■ TASK TO COMPLETE ■
Copy the lines of the records from the one containing "Return the outline of every instance of the <item>white" through the end of the records, inclusive, keeping the requests unchanged. Increase every vertex coordinate in the answers by 117.

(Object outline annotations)
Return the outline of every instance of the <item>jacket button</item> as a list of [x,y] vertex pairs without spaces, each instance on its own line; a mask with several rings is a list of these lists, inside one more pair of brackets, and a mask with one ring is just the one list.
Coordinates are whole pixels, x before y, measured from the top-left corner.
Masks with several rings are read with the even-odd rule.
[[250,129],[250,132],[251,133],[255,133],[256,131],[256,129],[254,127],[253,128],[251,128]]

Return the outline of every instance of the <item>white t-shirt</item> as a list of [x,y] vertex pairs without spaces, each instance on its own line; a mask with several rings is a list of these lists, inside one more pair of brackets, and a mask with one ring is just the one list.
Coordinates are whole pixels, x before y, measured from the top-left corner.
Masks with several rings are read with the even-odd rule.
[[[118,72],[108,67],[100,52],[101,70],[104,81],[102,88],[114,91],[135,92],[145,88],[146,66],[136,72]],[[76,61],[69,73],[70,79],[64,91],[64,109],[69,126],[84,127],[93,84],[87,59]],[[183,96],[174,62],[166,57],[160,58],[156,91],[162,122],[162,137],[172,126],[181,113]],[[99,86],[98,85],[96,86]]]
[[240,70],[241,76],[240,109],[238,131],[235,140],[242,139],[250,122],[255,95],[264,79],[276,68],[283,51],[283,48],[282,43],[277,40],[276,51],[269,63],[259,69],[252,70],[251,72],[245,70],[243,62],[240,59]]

■ EXERCISE ANSWER ■
Return the outline of every instance of the <item>white t-shirt</item> as a list of [x,y] vertex pairs without spaces, each instance on its own line; a mask with several rings is a list of these lists, inside one more pair of brackets, and a mask with one ring is just the one list.
Coordinates are whole pixels, x before y, measured from the top-left corner.
Masks with several rings are read with the even-odd rule.
[[[235,189],[225,184],[217,169],[218,187],[221,198],[219,205],[231,208],[252,209],[262,205],[263,183],[253,189]],[[193,178],[186,190],[187,196],[181,208],[181,226],[186,243],[201,244],[210,201],[204,176]],[[300,213],[291,179],[283,174],[277,175],[273,208],[279,239],[279,254],[289,243],[298,230]],[[216,203],[215,202],[213,203]]]
[[357,187],[358,193],[357,226],[355,248],[352,257],[359,256],[367,239],[372,212],[381,196],[393,185],[400,168],[400,165],[399,160],[394,157],[393,168],[386,180],[376,186],[369,187],[368,189],[362,187],[360,179],[357,176]]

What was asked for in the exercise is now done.